#### Document excerpt

# penn international 2.5g w/ custom rodfor sale or trade



## Miami Matt (Jun 20, 2009)

Asking 275.00 firm, it is like new and only has 2 bonefish, a snook and a cudda on it. It has hit the water 3 times in Key largo. I am the original owner and babied this one. It gets cleaned every month with my guns, I also have a custom rod to match (9-10wt) decked out with the best of everything. I spent 700.00 on this combo, it is bad ass for saltwater. Comes with 30# Scientific Angler backing and 9wfw fly line also like new

Will consider trades for the following:

jon boat

firearms:
.17 hmr savage w/ accu-trigger + cash
.22 win mag +cash
30-30 or 44 mag lever gun w/ scope
1911's (please no RI or llama)
3x9x50 upper end rifle scopes (leuopold, nikkon ect)
night vision scope

OR LMK WHAT YOU HAVE!! WILL BE CHECKING PM'S ALL DAY!!:whistling:


----------



## Miami Matt (Jun 20, 2009)

price drop 250.00


----------



## albacized (Nov 25, 2011)

A free bump for a great reel - I've had the same reel for god knows how many years (my daughter was born in 1997 and it predates her by at least a few years...LOL)...it has about 100 false albacore, numerous large (up to 15lbs here in NE) bluefish and stripers up to 30lbs logged on it and it has never needed to be serviced...I also have the Penn 1.5 and can give that similar rave reviews...Can't give it any Florida reviews since I usually bring my Islander FR2 down with me on those trips...LOL...but it's definitely worth the asking price in the offer - although maybe a bit heavy by some people standards, its a tank and won't break


----------



## Patriot (Jun 4, 2009)

I'll bite if it's still for sale


----------



## Patriot (Jun 4, 2009)

PM sent.


----------

########

**Exercise prompt:**
Reproduce the reel sale thread word for word, beginning at the words "Will consider trades" and stopping after "(leuopold, nikkon ect)".

#### Listed records

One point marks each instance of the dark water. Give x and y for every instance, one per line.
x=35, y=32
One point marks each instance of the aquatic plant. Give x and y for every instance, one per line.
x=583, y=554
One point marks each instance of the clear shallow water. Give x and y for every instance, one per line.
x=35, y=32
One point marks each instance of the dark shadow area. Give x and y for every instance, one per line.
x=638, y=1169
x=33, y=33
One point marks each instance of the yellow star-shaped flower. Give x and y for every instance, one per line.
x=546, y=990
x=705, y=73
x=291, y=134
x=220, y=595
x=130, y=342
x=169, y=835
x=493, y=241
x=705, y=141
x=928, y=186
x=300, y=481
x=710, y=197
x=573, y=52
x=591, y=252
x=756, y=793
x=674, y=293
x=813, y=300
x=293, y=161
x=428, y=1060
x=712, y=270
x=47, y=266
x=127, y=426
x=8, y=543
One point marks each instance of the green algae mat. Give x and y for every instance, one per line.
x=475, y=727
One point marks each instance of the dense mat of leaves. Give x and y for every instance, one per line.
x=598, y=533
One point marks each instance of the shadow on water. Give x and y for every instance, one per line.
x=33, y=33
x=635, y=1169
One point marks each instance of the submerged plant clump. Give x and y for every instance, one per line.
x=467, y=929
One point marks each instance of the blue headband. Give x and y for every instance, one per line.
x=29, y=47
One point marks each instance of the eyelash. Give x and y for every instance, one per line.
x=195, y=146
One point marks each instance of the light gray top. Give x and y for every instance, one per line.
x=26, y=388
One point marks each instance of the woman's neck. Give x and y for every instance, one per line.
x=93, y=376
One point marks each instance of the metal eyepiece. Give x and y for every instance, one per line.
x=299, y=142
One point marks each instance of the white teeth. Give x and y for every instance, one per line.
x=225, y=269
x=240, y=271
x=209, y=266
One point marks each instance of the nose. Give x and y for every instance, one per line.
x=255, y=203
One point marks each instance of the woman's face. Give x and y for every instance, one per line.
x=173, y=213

########

**Expected output:**
Will consider trades for the following:

jon boat

firearms:
.17 hmr savage w/ accu-trigger + cash
.22 win mag +cash
30-30 or 44 mag lever gun w/ scope
1911's (please no RI or llama)
3x9x50 upper end rifle scopes (leuopold, nikkon ect)